## What this exercise asks
**1)** Name the groups of characters that the review excerpt says are portrayed in three-dimensional terms.
**2)** According to the review excerpt, where is "Hidden" set?
**3)** Carry on the review excerpt from its final sentence.

## Document excerpt
★ ★ ★
What makes the show particularly alluring though, is the care it takes with the surrounding characters involved in the crime. Former victims’ families and current victims, as well as previously convicted suspects, are portrayed in three-dimensional terms that add meat to the mystery. And the series hovers around the perpetrator’s life as well, exploring the psychology in a calm manner and offering at least one very sympathetic character living among the monsters. But even as it portrays the monsters, it offers them up as fully formed characters.

To cap it off, “Hidden” does well with its moody location in Northern Wales, adding just the right amount of spooky fairyland foreboding with its forests, but never so overdone that it doesn’t operate well as a subtle psychological game board for the players.


You wouldn’t typically expect a documentary tracing the career of Fred Rogers, better known as Mr. Rogers, to prove itself so prescient and philosophical as “Won’t You Be My Neighbor,” but a single viewing makes a compelling argument that you should’ve expected it. There are biographies that tell a person’s stories, but there are also those who examine what a person means and then applies that meaning to the world around the person. In that way, “Won’t You Be My Neighbor” might be one of the most profound documentaries I’ve ever had the pleasure of viewing.
★ ★ ★
[Source records]
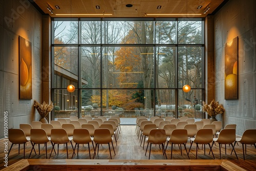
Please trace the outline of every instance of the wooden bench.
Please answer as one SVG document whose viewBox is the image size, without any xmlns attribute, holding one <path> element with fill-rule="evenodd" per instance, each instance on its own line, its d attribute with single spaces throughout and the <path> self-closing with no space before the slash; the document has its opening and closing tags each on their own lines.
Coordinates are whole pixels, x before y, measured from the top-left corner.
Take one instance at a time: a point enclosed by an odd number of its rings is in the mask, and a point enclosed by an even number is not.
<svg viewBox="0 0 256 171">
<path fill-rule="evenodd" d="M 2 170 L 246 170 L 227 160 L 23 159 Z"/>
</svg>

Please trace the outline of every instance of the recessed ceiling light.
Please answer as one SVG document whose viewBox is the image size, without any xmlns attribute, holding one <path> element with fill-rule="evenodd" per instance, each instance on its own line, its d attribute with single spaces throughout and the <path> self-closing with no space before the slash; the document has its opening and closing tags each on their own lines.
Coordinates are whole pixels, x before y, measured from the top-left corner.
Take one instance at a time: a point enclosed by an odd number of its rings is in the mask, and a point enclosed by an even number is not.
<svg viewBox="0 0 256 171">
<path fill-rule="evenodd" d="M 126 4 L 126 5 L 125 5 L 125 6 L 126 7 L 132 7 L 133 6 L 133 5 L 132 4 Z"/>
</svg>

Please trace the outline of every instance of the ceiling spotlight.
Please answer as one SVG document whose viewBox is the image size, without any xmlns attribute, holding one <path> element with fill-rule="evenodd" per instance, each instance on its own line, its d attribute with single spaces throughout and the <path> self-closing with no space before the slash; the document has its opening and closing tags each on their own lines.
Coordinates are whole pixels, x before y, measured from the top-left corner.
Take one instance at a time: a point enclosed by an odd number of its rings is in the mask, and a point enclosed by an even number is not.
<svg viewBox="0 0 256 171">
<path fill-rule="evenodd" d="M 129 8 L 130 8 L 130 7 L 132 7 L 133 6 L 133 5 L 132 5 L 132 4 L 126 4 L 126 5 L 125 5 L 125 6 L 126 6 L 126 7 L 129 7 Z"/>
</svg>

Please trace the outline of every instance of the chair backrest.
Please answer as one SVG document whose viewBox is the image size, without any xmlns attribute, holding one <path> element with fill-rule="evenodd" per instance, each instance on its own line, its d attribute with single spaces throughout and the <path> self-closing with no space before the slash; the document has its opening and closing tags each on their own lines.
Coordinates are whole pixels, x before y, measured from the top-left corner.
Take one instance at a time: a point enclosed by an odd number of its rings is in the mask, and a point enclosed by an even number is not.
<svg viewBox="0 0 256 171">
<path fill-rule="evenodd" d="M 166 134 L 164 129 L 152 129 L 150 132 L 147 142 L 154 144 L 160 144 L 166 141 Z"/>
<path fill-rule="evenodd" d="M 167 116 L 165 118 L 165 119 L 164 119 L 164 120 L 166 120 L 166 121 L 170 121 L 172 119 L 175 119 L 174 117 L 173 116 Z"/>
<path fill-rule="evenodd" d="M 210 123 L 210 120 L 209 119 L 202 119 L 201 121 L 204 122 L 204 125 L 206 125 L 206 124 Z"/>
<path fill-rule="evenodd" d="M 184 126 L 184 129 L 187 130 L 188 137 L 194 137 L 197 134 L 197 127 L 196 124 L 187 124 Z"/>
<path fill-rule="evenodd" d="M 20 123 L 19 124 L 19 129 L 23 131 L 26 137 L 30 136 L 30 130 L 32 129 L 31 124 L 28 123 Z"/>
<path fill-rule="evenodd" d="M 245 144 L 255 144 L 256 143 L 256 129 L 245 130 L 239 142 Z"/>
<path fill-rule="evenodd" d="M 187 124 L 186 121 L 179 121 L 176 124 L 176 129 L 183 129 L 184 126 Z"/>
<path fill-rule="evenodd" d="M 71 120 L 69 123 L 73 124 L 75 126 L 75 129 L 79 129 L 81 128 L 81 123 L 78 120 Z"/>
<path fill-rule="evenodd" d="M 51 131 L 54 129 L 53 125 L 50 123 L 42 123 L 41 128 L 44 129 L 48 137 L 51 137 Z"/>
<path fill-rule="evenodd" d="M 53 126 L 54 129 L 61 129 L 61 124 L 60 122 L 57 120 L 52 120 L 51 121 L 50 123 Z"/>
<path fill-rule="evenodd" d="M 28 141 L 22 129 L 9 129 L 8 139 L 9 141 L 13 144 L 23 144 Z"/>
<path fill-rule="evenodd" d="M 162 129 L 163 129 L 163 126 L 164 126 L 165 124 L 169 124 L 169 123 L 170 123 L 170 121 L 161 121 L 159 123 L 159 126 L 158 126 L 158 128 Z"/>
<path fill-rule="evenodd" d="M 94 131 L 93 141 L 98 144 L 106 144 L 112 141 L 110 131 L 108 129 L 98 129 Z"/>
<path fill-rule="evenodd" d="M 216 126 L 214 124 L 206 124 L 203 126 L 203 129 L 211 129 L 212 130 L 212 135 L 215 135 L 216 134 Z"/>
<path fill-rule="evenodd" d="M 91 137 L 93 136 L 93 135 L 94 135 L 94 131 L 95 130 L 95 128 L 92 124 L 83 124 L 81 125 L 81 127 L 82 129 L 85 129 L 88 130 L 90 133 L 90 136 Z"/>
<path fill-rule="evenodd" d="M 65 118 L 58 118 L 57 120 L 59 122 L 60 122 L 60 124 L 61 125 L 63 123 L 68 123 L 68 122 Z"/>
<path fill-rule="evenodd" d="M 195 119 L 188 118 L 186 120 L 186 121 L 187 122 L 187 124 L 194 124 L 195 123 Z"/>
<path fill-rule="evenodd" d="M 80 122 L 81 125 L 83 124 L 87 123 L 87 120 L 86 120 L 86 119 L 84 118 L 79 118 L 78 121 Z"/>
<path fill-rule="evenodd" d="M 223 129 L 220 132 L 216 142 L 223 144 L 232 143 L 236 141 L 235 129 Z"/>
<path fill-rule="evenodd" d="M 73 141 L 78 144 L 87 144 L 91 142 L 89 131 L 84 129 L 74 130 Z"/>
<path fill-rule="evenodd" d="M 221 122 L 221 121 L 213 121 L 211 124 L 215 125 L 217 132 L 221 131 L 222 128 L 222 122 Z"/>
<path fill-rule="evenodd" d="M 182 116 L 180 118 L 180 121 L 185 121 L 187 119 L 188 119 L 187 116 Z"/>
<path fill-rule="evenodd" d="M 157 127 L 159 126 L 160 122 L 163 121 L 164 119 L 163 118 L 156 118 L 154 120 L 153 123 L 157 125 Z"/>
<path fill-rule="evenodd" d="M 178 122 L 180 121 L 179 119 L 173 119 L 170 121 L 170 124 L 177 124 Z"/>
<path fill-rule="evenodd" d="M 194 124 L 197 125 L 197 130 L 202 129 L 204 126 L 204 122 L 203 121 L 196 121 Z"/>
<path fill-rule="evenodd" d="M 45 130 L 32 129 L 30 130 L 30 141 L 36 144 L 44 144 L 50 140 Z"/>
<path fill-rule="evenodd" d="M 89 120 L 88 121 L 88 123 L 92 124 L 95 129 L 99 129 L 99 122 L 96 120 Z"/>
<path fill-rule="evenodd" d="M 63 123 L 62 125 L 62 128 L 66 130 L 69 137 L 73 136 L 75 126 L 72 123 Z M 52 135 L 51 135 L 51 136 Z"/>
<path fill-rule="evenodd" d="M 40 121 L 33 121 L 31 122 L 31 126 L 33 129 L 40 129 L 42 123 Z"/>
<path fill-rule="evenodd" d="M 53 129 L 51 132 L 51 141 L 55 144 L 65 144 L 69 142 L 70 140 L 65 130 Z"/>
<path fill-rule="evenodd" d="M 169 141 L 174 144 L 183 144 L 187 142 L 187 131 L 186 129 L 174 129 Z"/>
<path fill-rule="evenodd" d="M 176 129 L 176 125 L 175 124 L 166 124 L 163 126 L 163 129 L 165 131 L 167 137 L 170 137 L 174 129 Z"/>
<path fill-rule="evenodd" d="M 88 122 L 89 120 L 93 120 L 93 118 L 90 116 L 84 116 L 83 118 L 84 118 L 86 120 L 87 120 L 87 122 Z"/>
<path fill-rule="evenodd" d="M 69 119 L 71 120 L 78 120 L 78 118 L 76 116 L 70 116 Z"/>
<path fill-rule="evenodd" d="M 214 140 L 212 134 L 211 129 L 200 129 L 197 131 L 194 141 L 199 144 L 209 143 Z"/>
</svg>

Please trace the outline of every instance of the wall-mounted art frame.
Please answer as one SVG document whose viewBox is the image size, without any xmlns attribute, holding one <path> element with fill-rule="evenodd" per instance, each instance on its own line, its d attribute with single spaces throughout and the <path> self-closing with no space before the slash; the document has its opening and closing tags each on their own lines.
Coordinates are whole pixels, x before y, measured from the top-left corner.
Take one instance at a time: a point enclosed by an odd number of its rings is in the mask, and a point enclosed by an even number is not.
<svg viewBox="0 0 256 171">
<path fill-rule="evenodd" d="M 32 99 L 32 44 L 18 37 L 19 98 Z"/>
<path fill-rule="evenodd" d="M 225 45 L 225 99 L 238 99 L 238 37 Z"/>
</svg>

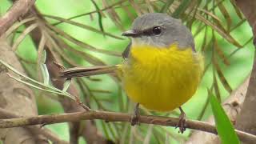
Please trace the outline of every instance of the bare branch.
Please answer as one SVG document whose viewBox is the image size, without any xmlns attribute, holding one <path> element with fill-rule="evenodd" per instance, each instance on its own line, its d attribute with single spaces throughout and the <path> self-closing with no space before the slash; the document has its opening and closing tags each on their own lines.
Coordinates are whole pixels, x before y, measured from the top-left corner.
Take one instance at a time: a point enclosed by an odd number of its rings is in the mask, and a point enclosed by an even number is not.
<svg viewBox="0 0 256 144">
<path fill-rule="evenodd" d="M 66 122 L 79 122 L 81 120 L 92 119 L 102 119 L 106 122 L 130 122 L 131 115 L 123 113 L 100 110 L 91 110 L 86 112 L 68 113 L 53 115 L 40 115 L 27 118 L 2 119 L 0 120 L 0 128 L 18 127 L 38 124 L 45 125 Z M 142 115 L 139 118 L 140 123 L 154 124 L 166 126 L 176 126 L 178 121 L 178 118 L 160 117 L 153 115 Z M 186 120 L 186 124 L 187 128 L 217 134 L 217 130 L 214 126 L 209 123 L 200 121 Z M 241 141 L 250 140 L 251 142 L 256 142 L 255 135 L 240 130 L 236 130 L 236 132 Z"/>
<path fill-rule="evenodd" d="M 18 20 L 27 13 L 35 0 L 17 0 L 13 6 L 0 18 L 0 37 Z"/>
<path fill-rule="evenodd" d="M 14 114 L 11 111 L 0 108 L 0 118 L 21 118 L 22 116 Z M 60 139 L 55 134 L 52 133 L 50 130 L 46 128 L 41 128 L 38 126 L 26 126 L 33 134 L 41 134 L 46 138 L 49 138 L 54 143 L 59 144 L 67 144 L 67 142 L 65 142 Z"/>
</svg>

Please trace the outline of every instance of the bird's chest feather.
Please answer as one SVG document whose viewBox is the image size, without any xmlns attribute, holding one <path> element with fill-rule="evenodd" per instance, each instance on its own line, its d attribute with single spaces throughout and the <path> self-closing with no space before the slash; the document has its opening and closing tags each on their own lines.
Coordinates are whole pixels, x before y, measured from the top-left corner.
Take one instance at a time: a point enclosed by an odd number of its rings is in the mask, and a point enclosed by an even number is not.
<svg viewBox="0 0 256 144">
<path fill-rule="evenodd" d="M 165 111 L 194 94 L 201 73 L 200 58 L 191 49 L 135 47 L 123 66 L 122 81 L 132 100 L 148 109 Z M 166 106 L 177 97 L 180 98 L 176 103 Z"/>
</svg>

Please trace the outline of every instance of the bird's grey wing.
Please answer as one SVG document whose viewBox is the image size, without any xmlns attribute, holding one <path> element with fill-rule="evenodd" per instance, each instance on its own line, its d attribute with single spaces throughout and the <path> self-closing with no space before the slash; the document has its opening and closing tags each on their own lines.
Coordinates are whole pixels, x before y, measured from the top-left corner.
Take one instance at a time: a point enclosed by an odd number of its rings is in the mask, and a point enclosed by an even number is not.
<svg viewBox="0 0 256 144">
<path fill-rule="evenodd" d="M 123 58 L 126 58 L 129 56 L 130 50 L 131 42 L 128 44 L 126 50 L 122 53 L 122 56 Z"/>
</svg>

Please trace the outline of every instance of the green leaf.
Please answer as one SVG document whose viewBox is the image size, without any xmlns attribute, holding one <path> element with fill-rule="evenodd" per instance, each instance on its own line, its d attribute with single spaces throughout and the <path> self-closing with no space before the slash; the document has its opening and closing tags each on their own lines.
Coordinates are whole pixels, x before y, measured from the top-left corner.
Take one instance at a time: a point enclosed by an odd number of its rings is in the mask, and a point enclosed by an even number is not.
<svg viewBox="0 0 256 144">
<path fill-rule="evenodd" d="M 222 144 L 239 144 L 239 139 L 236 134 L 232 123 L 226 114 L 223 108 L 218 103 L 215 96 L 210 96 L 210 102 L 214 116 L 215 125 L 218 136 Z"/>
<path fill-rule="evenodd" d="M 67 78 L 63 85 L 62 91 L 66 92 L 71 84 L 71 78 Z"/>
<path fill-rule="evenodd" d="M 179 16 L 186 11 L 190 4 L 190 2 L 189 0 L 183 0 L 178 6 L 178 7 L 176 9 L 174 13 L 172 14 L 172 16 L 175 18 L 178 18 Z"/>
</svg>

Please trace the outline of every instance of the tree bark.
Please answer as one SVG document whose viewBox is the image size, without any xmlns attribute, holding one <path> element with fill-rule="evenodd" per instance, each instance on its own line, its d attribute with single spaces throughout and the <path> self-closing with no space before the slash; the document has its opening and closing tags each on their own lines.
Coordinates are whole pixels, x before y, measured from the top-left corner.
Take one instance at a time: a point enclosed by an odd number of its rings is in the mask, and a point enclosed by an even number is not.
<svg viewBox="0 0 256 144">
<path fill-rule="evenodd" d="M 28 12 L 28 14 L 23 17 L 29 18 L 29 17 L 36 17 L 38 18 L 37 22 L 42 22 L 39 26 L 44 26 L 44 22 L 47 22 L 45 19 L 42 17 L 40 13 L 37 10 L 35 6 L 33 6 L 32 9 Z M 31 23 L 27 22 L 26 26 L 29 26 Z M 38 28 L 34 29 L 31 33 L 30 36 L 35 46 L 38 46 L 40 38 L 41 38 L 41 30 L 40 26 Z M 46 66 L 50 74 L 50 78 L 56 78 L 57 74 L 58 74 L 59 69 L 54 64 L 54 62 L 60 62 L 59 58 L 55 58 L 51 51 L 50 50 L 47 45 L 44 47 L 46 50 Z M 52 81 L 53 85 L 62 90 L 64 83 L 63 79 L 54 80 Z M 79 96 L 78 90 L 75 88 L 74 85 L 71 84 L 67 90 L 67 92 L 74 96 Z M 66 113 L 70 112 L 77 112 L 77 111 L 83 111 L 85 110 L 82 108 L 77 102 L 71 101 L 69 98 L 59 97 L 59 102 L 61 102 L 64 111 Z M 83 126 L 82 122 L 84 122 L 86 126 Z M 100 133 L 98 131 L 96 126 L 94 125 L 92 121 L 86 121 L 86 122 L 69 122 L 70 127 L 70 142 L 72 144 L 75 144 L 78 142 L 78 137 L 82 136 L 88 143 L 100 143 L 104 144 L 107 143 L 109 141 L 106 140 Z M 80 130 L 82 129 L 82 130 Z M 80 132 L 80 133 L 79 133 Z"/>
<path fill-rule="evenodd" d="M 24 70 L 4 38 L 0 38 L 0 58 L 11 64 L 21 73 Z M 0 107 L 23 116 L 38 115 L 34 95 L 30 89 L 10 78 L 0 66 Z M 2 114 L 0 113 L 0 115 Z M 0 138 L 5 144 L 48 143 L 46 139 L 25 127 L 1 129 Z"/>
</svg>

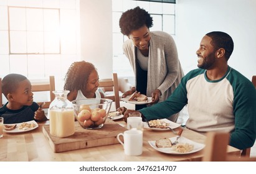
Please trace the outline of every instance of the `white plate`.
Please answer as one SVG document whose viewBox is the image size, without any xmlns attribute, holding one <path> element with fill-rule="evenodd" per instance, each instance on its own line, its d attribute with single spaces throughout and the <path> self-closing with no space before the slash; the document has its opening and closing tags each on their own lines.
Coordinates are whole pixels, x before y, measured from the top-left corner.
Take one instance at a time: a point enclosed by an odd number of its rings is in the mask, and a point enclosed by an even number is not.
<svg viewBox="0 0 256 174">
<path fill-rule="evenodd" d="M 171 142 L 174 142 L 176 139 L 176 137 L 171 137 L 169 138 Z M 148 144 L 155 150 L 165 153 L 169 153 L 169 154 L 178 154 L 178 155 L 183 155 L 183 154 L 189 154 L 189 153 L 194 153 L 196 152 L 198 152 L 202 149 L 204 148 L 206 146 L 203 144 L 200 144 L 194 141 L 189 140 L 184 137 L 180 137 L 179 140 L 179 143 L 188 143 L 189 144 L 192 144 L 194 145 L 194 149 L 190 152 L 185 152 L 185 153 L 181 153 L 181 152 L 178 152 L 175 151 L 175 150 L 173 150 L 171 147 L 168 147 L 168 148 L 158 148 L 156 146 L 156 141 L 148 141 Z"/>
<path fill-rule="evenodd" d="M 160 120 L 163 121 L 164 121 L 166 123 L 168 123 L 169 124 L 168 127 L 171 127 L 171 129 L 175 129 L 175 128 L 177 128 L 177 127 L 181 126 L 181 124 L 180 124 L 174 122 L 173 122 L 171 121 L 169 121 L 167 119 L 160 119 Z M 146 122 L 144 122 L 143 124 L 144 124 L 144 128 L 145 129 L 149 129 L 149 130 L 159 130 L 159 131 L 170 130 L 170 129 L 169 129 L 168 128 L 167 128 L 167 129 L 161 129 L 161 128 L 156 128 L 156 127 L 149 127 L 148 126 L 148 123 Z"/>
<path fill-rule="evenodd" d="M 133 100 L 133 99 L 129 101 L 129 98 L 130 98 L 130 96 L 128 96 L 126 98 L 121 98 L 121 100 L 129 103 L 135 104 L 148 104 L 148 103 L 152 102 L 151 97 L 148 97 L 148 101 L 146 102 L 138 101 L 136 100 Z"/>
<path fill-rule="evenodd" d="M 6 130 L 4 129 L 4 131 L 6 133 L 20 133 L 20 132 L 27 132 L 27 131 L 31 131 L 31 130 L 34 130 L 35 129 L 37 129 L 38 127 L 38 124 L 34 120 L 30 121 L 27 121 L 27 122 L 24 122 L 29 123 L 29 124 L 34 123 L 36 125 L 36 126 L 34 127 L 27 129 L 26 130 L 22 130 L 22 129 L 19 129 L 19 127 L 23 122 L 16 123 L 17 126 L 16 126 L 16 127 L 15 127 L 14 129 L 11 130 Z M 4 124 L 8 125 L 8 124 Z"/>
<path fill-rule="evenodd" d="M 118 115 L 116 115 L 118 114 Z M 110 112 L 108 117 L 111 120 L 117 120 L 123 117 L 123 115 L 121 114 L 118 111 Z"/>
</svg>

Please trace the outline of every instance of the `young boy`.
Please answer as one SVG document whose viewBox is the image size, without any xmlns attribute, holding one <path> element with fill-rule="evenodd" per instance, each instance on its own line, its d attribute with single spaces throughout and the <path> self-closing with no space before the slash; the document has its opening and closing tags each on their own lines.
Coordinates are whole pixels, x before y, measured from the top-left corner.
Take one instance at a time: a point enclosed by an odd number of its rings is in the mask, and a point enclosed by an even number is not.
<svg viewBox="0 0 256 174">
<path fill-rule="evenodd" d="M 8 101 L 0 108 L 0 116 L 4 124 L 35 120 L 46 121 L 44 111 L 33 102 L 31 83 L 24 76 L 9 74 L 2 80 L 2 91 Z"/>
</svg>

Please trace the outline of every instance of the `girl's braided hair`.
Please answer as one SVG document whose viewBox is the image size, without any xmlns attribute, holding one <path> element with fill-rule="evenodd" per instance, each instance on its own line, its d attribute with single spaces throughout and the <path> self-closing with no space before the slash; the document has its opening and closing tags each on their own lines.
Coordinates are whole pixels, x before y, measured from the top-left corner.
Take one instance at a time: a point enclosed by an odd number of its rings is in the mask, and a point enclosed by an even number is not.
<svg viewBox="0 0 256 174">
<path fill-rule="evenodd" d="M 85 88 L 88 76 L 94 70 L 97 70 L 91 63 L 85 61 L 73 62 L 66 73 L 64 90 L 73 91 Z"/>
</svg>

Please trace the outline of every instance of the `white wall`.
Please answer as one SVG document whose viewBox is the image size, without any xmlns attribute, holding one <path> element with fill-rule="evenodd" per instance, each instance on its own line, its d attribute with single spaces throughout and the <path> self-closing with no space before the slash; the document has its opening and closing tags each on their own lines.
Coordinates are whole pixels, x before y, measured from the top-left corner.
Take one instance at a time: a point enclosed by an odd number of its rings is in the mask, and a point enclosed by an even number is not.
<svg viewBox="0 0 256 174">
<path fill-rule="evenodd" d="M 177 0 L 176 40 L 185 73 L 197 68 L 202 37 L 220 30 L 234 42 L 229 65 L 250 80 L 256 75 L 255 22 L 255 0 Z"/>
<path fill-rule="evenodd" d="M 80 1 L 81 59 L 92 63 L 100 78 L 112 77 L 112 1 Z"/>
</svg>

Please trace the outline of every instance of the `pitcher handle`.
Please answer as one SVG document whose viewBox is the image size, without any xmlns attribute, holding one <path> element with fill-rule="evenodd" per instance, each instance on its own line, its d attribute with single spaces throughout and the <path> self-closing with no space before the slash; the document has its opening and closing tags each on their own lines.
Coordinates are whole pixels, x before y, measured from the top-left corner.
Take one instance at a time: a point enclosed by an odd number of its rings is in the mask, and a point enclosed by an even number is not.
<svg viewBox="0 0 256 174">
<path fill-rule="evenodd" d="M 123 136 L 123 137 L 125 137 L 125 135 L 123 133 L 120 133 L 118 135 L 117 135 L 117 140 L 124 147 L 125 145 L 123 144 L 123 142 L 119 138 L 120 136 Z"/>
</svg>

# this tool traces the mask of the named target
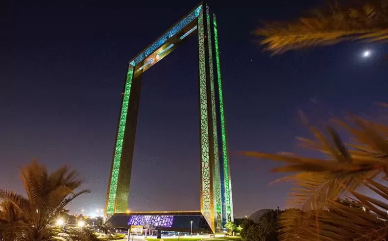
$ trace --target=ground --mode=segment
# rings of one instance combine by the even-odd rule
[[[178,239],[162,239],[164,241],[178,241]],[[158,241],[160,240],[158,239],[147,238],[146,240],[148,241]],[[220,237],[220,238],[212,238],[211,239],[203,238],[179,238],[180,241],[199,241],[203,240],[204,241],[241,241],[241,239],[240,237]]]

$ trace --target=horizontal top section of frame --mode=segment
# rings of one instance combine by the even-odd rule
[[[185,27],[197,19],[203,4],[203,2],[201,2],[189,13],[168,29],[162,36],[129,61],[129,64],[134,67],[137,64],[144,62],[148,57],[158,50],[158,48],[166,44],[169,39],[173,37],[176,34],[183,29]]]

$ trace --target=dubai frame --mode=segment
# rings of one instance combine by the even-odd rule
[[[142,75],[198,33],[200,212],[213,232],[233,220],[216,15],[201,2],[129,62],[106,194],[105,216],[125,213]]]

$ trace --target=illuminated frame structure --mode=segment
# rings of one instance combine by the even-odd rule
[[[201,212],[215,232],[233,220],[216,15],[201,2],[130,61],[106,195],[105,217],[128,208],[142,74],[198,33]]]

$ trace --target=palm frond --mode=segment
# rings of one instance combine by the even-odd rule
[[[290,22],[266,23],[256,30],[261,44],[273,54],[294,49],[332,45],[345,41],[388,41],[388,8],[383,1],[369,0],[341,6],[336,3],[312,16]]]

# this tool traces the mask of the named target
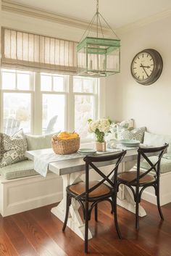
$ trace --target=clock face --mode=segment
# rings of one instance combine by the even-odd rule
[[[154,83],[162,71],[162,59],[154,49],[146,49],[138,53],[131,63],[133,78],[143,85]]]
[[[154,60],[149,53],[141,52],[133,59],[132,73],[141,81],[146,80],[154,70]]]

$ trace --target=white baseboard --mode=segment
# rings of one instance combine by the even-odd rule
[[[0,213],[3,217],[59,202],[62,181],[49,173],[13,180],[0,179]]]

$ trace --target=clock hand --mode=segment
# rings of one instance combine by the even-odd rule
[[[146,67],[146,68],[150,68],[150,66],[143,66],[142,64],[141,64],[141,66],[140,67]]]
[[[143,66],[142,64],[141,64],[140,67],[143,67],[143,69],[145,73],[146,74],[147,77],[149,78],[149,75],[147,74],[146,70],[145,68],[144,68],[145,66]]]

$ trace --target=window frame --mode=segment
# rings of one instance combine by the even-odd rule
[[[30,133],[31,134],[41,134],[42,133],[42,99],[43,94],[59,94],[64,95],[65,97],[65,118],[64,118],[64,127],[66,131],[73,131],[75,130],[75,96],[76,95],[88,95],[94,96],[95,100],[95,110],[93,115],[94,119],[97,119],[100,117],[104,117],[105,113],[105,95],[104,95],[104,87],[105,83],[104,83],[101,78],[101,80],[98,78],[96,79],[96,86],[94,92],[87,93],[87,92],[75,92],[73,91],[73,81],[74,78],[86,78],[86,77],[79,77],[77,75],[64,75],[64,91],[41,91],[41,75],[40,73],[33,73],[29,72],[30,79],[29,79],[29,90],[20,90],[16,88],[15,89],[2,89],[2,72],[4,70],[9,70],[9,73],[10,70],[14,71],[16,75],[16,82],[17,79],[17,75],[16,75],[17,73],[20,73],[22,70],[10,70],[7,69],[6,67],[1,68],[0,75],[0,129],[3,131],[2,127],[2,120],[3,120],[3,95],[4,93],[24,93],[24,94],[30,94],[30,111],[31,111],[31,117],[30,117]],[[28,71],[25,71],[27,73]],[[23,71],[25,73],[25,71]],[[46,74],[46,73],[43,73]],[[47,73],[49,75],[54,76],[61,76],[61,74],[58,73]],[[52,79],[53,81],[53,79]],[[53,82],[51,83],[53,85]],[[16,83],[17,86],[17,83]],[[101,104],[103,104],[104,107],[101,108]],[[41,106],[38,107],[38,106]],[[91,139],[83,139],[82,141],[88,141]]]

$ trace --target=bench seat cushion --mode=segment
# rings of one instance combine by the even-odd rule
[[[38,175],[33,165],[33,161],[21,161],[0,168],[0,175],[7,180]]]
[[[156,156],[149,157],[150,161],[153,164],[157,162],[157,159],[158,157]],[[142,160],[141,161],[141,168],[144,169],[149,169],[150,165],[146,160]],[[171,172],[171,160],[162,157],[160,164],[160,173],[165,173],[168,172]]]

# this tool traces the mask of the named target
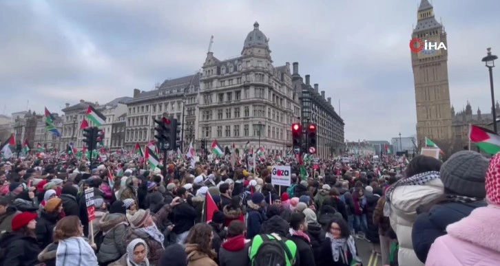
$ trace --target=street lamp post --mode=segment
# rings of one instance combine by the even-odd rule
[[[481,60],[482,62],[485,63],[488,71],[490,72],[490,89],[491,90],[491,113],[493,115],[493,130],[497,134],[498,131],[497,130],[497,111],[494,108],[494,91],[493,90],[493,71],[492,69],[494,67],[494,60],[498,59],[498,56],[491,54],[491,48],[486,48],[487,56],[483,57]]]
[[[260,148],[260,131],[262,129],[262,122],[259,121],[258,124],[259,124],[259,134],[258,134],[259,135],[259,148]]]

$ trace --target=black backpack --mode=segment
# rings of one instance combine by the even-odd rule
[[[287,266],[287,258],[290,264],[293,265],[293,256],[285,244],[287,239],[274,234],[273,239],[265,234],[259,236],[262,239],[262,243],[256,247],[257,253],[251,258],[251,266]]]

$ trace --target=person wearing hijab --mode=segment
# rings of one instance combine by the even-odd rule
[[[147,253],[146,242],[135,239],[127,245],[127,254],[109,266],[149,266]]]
★ ★ ★
## Solved problems
**1)**
- Former victims' families
- Current victims
- Previously convicted suspects

**2)** Northern Wales.

**3)**
Filled with great footage of Rogers both during broadcasts and off-hours, as well as some emotional, revealing interviews with his family and people in his cast and crew, the film does a superb job at capturing the creative and cultural importance of Rogers’ television work. But more importantly, the film takes a deep dive into Rogers’ philosophy of life and asks important questions about what that philosophy really means, and is it something Americans actually apply to their lives.

The answers aren’t always cheerful, but they are enlightening. The film reveals that Fred Rogers’ battle for gentleness and respect has always been an uphill one. We live in the kind of world where that message is considered radical, and that should tell you something. The analysis of how far we’ve veered from that path actually gets pretty depressing, but it’s also an eye-opener. What are you, the viewer, doing to make the world a place of gentleness and respect?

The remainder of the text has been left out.